▶ _PASSAGE GIVEN_
+ + + + + + +

A JOURNAL OF ORIENTAL RESEARCH

IN
ARCHÆOLOGY, HISTORY, LITERATURE, LANGUAGES, PHILOSOPHY, RELIGION, FOLKLORE, &c., &c., &c.

 

EDITED BY

JAS. BURGESS, M.R.A.S., F.R.G.S.

 

VOL. VIII.--1879

[Bombay, Education Society's Press]
{Scanned and edited by Christopher M. Weimer, April 2002. Errata printed in the journal have been corrected.}

p. 249

THE NORTHERN BUDDHIST LEGEND OF AVALOKITEŠWARA'S DESCENT INTO THE HELL AVÎCHI.

BY PROF. EDWARD B. COWELL, M.A., CAMBRIDGE.

   One of the most remarkable features of the Northern Buddhism, current in Nepal, Tibet, Tartary, and China, as distinguished from the Southern, current in Ceylon, Burma, and Siam, is the worship paid to the Bodhisattwa Avalokitešwara.

   This Bodhisattwa[1] is supposed to be the son of Buddha Amitâbha, who reigns in the Western heaven, called Sukhâvatî; to him is attributed the famous formula Om ma.ni padme hûm, and he is looked upon as the tutelary saint of Tibet. In China he is worshipped under a female form (corresponding apparently to the Hindu notion of a deity's šakti, or personified power), as Kwan-yin, or the Goddess of Mercy; and the Rev. S. Beal has translated the Confessional Service addressed to her, in the second volume (new series) of the Journal of the R. A. Society[2] (pp. 403-425).

   The name and attributes of Avalokitešwara are entirely unknown to the Southern Buddhists; and his worship is one of the later additions which have attached themselves to the simpler original system, as it spread through India, and ultimately made its way to China and Japan.

   We cannot tell when this new deity first rose on the popular horizon; but there are some indications which may help us to approximate in fixing the date. Burnouf has remarked that the earlier and simpler Northern books contain no allusion to this object of worship. "Ce nom n'est pas cité une seule fois dans les Sûtras, ni dans les légendes de l'Avadâna Šataka, ni dans celles du Divya-Avadâna, tandis qu'il figure au premier rang dans notre Lotus de la bonne loi" (Introd. p. 115).

+ + + + + + +

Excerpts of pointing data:
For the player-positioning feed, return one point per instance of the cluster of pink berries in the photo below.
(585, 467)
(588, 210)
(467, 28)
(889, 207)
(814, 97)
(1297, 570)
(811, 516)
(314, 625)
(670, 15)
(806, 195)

+ + + + + + +

▶ _YOUR OBJECTIVE_
Carry on the article about the Northern Buddhist legend of Avalokitešwara from the point where it stops, writing the next few paragraphs in the same style.

▶ _EXERCISE ANSWER_
   Fa Hian, the Chinese traveller, who travelled in India from 399 to 414 A.D., expressly says (ch. xvi.) "men who belong to the Great Translation worship the Prajnâ Pâramitâ, Manjušrî and Avalokitešwara;" and in a subsequent chapter he describes himself as invoking Avalokitešwara when exposed to a storm during his homeward voyage from Ceylon to China. Hiwen Thsang also (who travelled in India in the seventh century) is well acquainted with this saint, and mentions him in several places. He finds his statue in Kapiša, south of the Hindu Kush, and in a monastery in Udyâna, and in Kashmir, and he also mentions a celebrated statue on the bank of the Ganges, famed for its power of working miracles.

   The two best known Northern works which contain details respecting Avalokitešwara are the Kâra.n.da-vyûha and the Saddharma-Pu.n.darîka; the latter belongs to the collection of nine books which, under the name 'the nine dharmas,' is regarded with such veneration in Nepâl. The latter was translated by Burnouf as Le lotus de la bonne loi; the text of the former has been recently published at Calcutta, in a native series of Sansk.rit books. The editor does not mention where he found the original MS. from which he has printed his text; but it was probably one of the many MSS. presented by Mr. B. H. Hodgson to the Bengal Asiatic Society, between 1824 and 1839.

   The twenty-fourth chapter of the Lotus is

[1. A Bodhisattwa is a potential Buddha, one who has only one more birth before he attains nirvâ.na. Burnouf explains Avalôkitešwara as a barbarous Sansk.rit compound, meaning 'le seigneur qui a regardé en bas' (Introd., p. 226).

2. Cf. also the Catena of Buddhist Scriptures from the Chinese, pp. 383-409.]

p. 250 devoted to the praises of Avalokitešwara. To pronounce his name once is said to be equal in merit to the continual worship of as many Buddhas as there are sands in the sixty-two Ganges; and to invoke his aid in any difficulty or sorrow brings certain deliverance. He is also represented as assuming various forms in different worlds to proclaim the law of Buddha to different creatures; to some he appears under the form of a Buddha; to others of a Bodhisattwa, to others of Brahmâ, Indra, Mahešwara or even of a universal monarch, a Brâhman or a Pišâcha, "in order to teach the law to those beings made to be converted by these respective teachers." The Lotus is mentioned by Hiwen Thsang; and when he visits the mountain G.ridhrakû.ta in South Bihâr, he expressly adds that at the bottom of the southern edge of the mountain there was a stûpa, and "here in olden time Buddha explained the book of the lotus-flower of the law."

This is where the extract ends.